* **PAGE EXTRACT**
Nobody does craft cocktails quite like the Crescent City. During your next night out in New Orleans get a group of your friends together for an iconic bar crawl featuring some of the best of the best in the city’s cocktail scene. Create your own experience with the most famous New Orleans cocktails and our favorite places to order them below. And if you decide you’d rather sit back and let the pros guide you, book a New Orleans cocktail tour here

Rebecca Todd, NOTMC

Widely considered America’s first mixed drink, the Sazerac is easily one of New Orleans’ most iconic cocktails. Whether you prefer rye whiskey, cognac or bourbon, no Sazerac is complete without absinthe, Peychaud's Bitters and a twist of lemon. While the beloved beverage was created on Royal Street, one of the best places to order a Sazerac today is at the Sazerac Bar inside of the Roosevelt Hotel. This cocktail is so truly iconic that it has its own museum, the Sazerac House, where you can learn more.

Paul Broussard

Nothing marks the holiday season in New Orleans quite like a Brandy Milk Punch. Made with brandy, whole milk, powdered sugar, topped with nutmeg and served on the rocks, this iconic drink is rich and sweet. You can order them year round  at several bars across the city, but some of the best Brandy Milk Punch comes from Brennan’s. This sweet sip pairs perfectly with their selection of breakfast and Sunday brunch entrees.

* **WHAT IS ASKED**
Tell whether each statement agrees with the New Orleans cocktail guide above, giving yes or no and quoting the deciding words: (a) The Sazerac was created on Royal Street. (b) Brandy Milk Punch can be ordered only during the holiday season. (c) A Sazerac can be complete without absinthe.

* **DATA ENTRIES**
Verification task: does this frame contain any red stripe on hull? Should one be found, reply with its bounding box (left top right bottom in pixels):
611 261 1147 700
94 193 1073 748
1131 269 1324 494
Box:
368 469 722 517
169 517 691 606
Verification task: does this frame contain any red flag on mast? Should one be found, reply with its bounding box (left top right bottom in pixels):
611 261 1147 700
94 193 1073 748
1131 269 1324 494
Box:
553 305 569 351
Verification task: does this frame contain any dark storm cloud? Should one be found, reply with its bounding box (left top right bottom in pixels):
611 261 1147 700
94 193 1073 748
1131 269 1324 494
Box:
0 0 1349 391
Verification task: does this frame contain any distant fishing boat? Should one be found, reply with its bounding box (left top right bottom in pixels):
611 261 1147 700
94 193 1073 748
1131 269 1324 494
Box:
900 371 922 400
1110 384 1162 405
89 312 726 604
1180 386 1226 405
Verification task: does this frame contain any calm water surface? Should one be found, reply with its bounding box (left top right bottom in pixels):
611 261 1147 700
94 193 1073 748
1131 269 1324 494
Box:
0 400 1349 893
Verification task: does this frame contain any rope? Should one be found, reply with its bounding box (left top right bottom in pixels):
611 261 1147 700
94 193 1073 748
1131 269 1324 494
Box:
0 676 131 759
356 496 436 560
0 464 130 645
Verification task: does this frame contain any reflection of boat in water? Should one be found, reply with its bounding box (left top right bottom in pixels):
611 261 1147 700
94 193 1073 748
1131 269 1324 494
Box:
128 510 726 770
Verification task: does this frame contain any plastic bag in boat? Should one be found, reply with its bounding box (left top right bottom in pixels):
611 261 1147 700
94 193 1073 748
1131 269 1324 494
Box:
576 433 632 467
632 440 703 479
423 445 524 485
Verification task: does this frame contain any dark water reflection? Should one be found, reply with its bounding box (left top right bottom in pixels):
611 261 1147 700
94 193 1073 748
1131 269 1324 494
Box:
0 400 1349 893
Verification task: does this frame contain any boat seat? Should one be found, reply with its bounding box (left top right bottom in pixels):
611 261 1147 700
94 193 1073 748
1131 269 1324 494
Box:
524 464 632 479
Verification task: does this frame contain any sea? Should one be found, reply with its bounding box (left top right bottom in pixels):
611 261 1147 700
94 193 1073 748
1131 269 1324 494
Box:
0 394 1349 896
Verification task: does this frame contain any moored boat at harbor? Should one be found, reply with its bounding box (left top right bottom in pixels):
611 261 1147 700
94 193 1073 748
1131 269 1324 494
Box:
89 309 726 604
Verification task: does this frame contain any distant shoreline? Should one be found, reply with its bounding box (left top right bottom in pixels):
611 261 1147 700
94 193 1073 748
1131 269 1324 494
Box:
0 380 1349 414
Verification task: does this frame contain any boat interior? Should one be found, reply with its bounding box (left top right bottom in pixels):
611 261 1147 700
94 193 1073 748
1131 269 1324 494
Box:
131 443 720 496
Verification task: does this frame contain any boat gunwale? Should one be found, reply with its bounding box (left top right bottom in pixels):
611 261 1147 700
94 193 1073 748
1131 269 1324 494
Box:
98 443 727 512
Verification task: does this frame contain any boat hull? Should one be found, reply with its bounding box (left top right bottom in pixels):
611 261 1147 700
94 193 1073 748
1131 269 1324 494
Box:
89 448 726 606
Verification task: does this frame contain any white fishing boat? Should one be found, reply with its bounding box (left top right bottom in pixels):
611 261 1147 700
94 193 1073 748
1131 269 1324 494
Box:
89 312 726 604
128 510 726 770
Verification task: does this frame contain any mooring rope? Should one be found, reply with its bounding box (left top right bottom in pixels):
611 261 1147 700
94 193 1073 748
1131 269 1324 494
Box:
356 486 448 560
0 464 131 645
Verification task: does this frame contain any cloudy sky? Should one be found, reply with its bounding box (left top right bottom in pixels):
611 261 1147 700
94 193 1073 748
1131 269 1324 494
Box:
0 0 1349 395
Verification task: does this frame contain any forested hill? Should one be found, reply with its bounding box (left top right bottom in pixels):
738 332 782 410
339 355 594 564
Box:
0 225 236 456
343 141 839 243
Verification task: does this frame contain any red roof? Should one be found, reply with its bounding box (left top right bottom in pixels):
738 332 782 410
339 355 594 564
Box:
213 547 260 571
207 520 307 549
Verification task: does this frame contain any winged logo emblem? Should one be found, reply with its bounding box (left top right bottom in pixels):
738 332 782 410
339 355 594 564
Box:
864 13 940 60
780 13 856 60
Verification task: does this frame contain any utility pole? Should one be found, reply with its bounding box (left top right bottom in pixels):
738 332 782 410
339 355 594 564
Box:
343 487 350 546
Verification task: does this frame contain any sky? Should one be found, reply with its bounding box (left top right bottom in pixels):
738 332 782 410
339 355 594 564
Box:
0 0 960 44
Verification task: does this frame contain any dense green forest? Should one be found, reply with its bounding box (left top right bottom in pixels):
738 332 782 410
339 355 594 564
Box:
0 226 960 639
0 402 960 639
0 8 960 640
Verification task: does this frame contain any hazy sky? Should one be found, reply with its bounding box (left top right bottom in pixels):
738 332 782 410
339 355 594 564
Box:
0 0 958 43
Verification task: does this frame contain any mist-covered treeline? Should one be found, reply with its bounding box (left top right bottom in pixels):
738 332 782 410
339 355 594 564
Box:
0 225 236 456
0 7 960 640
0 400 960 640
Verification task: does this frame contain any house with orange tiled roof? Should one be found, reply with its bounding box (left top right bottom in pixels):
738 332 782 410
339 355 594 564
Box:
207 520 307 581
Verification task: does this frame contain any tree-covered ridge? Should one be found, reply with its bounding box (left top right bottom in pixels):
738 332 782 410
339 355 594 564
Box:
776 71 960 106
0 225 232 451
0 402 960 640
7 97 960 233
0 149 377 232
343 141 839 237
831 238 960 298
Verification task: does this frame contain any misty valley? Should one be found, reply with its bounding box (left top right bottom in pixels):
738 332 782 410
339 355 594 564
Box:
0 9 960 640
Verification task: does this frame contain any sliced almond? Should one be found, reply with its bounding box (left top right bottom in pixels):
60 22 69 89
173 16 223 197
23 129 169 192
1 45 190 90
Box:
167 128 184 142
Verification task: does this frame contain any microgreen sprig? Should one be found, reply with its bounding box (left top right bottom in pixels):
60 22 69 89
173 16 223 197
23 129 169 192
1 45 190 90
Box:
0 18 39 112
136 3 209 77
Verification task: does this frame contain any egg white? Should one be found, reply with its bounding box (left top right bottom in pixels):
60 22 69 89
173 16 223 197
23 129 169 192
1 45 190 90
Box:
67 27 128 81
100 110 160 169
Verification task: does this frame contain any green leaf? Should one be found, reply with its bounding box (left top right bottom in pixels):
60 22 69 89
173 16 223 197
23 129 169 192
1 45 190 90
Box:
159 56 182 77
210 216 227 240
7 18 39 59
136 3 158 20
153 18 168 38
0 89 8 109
--
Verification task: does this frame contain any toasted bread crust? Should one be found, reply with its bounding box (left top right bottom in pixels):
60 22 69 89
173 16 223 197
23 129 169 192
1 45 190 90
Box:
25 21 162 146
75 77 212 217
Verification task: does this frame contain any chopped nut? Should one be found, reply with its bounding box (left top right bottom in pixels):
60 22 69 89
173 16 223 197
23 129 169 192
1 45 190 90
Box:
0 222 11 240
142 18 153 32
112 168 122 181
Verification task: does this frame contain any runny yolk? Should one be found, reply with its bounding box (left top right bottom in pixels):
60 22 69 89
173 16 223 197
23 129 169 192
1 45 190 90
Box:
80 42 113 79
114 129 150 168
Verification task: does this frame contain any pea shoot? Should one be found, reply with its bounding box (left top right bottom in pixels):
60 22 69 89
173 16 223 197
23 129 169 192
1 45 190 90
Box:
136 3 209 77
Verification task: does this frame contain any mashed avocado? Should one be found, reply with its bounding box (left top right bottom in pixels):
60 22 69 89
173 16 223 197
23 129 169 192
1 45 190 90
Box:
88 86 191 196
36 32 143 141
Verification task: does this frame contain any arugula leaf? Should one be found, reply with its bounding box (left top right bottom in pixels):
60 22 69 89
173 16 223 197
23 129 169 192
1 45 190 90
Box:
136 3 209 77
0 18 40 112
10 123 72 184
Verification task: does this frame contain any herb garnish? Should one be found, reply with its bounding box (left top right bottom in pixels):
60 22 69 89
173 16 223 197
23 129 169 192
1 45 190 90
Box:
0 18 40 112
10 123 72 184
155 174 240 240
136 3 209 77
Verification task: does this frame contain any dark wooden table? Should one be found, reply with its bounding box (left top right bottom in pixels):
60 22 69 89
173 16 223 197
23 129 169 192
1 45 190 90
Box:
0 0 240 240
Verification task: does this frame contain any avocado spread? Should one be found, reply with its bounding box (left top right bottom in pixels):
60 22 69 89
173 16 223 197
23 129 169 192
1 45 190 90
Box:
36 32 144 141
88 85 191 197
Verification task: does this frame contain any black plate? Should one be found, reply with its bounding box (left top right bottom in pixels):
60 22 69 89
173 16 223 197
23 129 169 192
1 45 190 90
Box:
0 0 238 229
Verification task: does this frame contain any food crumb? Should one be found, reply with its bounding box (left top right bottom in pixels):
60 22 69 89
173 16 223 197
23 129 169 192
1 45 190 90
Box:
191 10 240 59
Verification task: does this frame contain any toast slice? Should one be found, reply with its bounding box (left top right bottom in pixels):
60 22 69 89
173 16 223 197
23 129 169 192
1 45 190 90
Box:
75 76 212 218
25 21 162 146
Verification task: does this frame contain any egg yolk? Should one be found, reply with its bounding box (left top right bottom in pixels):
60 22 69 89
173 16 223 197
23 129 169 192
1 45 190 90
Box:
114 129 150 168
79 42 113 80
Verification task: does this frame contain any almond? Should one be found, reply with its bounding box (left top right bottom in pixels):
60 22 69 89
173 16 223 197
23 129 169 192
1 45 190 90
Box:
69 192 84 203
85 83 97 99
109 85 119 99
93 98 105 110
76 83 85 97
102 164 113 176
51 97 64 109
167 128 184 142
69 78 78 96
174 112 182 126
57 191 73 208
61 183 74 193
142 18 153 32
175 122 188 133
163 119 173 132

* **RESULT OF THIS TASK**
(a) Yes: "the beloved beverage was created on Royal Street"
(b) No: "You can order them year round"
(c) No: "no Sazerac is complete without absinthe"